(Extracted material begins)
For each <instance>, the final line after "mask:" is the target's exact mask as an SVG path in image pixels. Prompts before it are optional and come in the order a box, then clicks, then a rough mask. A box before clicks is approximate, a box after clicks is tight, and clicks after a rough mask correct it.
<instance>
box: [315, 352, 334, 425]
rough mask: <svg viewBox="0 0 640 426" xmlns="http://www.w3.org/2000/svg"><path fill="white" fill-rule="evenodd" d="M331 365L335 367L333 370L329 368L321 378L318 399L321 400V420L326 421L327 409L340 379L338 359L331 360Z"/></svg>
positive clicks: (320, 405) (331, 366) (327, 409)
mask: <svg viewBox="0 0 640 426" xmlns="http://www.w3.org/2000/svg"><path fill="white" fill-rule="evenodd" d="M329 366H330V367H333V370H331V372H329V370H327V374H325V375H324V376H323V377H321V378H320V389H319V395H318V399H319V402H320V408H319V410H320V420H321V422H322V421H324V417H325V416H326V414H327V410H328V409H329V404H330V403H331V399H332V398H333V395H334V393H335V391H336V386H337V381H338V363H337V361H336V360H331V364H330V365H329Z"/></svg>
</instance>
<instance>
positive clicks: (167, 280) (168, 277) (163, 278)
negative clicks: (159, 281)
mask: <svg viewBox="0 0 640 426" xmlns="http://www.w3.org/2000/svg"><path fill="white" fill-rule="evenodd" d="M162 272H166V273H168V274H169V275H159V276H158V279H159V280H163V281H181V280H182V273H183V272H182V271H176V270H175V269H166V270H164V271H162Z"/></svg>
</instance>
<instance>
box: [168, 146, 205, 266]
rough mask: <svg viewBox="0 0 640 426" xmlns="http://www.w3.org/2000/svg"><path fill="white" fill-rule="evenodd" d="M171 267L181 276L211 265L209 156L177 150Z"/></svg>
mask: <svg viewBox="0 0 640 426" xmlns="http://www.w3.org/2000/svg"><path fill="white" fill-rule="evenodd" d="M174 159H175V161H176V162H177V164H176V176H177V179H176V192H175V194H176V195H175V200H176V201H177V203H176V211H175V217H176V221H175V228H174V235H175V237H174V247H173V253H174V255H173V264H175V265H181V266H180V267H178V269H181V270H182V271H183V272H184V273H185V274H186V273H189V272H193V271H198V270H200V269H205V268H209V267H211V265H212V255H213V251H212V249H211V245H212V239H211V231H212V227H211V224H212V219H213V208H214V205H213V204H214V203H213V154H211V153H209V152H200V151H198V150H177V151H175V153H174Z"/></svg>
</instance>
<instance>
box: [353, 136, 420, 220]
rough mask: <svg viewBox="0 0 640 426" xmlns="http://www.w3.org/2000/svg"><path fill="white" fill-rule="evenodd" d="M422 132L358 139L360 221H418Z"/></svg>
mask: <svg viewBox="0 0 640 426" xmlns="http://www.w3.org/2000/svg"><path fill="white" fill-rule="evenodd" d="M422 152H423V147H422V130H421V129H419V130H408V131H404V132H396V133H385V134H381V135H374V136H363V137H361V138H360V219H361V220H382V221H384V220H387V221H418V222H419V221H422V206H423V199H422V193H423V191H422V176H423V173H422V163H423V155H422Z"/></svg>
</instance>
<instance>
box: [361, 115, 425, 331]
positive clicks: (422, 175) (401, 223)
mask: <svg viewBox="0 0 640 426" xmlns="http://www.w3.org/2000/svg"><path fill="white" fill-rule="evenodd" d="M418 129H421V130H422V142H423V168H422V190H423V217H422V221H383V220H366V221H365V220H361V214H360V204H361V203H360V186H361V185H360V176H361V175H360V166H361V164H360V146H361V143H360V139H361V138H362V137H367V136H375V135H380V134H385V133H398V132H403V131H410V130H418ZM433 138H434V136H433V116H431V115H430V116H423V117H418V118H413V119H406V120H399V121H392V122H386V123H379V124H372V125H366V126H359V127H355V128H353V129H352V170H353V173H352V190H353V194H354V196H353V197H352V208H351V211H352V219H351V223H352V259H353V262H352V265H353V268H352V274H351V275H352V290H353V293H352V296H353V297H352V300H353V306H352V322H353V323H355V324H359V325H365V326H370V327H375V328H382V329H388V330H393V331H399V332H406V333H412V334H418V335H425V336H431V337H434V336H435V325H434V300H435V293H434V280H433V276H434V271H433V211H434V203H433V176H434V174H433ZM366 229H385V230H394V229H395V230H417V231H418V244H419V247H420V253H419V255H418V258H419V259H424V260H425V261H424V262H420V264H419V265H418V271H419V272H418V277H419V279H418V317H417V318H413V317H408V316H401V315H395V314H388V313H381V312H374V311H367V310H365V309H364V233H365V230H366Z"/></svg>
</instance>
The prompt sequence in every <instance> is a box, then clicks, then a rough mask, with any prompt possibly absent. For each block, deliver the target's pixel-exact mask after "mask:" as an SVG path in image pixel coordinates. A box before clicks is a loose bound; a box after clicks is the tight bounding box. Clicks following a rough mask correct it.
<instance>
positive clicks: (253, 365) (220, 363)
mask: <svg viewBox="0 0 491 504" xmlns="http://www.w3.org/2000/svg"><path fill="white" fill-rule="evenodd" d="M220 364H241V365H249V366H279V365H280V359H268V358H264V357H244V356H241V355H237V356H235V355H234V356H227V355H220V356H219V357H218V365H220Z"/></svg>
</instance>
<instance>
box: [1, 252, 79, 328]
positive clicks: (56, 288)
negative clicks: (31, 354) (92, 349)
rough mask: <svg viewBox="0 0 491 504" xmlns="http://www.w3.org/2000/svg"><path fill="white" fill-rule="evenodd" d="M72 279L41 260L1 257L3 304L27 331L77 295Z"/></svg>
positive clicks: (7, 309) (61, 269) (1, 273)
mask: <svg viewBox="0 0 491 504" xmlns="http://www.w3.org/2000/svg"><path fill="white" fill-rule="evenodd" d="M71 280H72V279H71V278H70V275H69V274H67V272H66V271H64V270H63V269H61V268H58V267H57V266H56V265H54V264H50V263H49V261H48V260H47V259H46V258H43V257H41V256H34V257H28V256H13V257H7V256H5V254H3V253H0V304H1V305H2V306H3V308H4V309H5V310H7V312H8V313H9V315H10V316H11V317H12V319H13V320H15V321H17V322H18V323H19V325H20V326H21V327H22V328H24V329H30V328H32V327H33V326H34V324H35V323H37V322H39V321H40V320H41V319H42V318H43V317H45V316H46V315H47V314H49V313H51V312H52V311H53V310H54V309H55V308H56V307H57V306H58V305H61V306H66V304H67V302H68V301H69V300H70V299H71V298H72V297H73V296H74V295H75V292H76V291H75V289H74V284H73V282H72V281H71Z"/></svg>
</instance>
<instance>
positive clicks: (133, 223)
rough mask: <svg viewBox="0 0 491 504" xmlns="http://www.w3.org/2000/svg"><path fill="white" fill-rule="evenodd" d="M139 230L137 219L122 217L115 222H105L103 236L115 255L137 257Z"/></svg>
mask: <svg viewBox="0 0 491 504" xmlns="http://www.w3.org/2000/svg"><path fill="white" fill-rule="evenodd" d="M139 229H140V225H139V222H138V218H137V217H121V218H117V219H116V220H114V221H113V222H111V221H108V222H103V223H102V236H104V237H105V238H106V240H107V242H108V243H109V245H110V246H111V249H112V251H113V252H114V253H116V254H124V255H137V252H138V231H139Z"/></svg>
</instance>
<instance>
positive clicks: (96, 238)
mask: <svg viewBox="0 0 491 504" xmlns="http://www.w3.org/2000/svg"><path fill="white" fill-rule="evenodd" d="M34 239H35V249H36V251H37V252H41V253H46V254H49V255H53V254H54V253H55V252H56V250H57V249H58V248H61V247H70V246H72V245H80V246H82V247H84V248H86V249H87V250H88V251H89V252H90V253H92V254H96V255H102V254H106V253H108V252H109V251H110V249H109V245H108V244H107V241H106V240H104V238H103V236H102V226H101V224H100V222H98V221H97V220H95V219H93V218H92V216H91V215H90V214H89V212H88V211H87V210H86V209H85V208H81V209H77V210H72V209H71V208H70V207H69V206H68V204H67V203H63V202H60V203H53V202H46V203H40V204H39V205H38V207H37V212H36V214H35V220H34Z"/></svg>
(Extracted material ends)
* _Aim of the task_
Copy the listing above word for word, from its very first line down to and including the line that contains "box: [315, 352, 334, 425]".

* _Task solution_
For each <instance>, the final line after "mask:" is the target's exact mask as an SVG path in image pixels. Prompts before it are optional and come in the order a box, then clicks, then a rough mask. A box before clicks is approximate, a box after clicks is tight, and clicks after a rough mask correct it.
<instance>
box: [315, 352, 334, 425]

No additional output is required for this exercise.